#### What you are asked to do
Quote the line containing "Confirm every instance of the mounted" and all lines that follow it in the listing below, exactly as written.

(Image location labeling entries)
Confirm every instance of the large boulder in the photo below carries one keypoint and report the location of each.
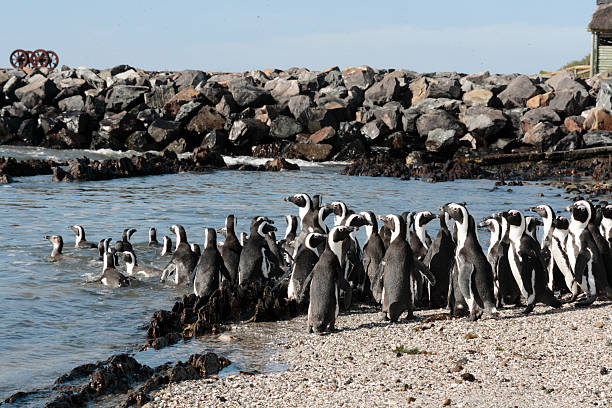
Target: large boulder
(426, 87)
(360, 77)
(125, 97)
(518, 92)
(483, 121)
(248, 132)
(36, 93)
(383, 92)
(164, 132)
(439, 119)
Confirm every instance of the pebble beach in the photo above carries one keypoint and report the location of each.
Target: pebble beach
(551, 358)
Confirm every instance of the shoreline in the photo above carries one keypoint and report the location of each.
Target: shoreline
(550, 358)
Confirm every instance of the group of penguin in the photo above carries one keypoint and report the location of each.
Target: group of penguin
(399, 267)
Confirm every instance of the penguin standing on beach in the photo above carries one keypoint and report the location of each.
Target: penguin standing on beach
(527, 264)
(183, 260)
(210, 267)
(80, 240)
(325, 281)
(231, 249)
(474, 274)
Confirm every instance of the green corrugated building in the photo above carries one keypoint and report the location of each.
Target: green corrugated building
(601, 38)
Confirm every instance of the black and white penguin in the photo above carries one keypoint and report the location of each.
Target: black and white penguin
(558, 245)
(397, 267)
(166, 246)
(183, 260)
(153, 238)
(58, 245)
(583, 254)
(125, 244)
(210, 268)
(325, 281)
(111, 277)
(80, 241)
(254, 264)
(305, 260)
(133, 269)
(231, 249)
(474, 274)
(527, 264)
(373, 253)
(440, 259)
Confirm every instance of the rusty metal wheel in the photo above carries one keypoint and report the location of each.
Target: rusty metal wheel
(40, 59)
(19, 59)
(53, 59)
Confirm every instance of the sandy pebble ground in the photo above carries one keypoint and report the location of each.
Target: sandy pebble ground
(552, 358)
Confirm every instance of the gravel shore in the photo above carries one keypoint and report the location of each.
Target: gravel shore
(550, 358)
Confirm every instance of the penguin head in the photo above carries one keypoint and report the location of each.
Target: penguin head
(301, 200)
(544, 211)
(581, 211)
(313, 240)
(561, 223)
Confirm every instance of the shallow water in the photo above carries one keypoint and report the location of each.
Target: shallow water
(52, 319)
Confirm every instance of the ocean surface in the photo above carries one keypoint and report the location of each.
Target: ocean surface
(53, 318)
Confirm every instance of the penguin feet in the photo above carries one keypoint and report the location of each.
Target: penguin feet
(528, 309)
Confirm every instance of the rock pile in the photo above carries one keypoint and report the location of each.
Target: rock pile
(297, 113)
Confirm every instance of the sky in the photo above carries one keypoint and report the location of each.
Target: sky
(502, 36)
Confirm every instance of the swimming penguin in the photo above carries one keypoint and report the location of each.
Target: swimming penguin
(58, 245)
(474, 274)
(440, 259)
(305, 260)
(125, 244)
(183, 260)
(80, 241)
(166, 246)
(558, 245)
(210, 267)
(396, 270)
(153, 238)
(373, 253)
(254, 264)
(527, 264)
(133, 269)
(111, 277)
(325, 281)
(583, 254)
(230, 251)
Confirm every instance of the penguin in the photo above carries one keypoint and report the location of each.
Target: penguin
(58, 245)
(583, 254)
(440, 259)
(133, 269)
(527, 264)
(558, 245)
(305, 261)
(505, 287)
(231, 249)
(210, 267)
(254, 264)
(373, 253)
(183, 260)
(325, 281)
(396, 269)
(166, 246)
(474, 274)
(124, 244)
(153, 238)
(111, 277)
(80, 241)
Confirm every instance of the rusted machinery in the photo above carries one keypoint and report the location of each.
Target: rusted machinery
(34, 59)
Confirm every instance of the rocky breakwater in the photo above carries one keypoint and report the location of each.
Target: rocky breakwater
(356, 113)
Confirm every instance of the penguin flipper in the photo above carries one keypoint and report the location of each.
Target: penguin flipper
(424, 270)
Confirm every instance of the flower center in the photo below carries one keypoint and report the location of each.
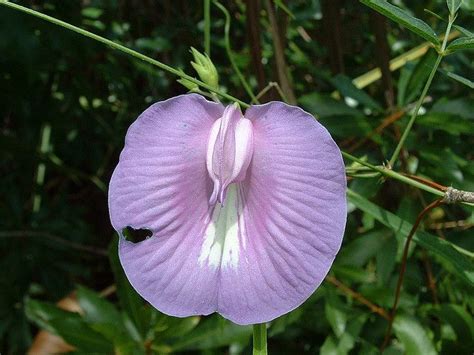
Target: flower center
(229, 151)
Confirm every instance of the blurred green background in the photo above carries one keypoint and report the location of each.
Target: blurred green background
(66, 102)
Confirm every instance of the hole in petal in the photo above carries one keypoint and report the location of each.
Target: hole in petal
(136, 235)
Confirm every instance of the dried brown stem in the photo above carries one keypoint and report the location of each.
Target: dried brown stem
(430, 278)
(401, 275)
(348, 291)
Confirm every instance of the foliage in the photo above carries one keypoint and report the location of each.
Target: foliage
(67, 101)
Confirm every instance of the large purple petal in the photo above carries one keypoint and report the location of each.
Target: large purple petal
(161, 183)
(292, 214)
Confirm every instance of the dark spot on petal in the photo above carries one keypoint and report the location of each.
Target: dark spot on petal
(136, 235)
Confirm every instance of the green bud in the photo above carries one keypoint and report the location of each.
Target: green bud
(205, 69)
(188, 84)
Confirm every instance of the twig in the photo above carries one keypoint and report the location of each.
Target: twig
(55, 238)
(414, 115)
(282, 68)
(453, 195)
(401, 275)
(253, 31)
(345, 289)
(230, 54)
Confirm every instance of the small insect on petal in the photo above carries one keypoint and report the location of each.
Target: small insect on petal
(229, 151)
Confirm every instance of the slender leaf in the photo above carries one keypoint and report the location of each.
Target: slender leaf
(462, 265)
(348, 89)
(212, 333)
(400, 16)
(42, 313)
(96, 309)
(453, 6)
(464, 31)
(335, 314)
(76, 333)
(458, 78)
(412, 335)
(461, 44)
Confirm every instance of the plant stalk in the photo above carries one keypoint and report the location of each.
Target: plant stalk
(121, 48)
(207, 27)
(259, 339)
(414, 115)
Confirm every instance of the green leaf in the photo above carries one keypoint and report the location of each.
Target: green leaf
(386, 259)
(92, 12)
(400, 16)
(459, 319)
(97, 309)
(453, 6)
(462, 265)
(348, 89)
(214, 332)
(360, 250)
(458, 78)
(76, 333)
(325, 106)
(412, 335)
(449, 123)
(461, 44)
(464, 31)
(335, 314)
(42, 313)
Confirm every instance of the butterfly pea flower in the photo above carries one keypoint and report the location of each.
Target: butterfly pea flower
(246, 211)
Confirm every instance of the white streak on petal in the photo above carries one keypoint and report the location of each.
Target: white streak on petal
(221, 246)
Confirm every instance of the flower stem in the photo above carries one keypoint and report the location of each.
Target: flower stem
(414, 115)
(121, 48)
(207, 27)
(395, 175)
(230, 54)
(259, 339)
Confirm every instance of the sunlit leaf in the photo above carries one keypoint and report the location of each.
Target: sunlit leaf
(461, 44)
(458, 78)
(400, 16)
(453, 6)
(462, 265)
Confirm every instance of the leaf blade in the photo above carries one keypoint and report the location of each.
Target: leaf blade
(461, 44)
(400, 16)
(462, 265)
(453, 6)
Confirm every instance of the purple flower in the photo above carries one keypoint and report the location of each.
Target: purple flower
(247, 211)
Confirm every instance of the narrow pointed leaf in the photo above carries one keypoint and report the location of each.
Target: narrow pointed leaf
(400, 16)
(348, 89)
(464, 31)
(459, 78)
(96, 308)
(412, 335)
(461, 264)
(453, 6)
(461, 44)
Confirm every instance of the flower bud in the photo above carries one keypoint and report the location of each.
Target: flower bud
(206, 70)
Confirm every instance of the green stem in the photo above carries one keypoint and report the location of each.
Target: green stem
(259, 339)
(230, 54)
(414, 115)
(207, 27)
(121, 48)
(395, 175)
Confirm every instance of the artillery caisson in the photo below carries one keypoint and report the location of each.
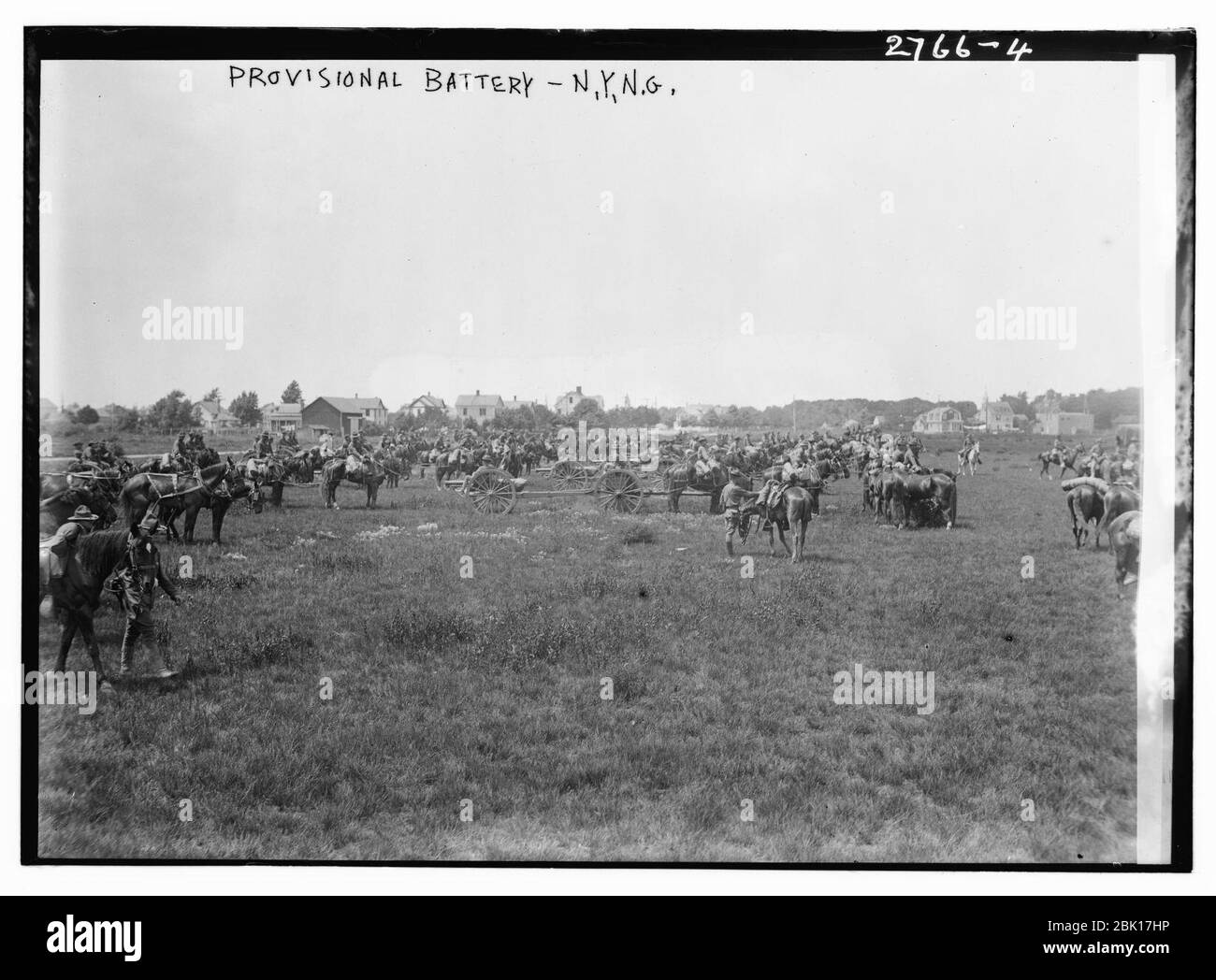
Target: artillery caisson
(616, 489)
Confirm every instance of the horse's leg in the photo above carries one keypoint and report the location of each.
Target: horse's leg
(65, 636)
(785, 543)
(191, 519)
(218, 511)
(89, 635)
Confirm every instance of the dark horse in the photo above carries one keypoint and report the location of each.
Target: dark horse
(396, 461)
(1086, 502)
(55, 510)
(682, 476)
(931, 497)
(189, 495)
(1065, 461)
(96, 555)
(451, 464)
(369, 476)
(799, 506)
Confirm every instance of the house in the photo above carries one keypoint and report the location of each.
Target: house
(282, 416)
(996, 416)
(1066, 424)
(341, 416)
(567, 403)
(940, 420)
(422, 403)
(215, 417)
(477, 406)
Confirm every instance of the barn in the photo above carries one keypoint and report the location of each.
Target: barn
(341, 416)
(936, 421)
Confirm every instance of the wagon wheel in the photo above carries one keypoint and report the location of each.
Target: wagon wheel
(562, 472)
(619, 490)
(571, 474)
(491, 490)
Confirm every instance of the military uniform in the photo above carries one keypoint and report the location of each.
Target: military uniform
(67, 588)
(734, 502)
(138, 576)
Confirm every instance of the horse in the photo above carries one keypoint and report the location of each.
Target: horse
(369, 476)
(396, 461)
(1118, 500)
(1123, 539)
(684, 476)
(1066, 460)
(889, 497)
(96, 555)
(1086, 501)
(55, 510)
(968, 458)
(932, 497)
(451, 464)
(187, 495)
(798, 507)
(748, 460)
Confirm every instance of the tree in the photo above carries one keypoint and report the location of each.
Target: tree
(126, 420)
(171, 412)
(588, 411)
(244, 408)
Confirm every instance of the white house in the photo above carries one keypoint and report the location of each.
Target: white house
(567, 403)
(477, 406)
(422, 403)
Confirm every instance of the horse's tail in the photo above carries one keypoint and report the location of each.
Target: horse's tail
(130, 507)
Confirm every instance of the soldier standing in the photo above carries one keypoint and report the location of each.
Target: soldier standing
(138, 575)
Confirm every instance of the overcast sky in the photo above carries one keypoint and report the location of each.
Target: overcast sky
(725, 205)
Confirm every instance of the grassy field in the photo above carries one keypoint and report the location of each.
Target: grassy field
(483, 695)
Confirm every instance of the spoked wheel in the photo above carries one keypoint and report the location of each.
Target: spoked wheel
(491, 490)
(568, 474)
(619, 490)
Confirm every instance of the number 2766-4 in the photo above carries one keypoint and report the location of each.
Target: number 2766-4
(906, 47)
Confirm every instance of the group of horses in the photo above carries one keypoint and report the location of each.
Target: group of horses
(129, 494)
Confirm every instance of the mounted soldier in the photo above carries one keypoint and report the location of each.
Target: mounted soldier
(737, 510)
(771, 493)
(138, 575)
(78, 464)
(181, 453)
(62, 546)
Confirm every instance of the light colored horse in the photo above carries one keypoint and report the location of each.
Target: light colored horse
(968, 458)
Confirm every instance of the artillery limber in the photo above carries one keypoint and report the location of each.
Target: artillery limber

#### Response to this task
Confirm every instance of the mounted soldier in the photo above carries one keypoint and report the location of each.
Target: mounted soldier
(737, 510)
(771, 493)
(138, 575)
(78, 464)
(181, 453)
(62, 546)
Confirm every instance of the light colored horse in the photo above carries one keypoint and report the location of each.
Target: light colored horse
(968, 458)
Confirm every instance of the artillery limber in the photo above carries one keypoint and report the location of each.
Target: artillery limber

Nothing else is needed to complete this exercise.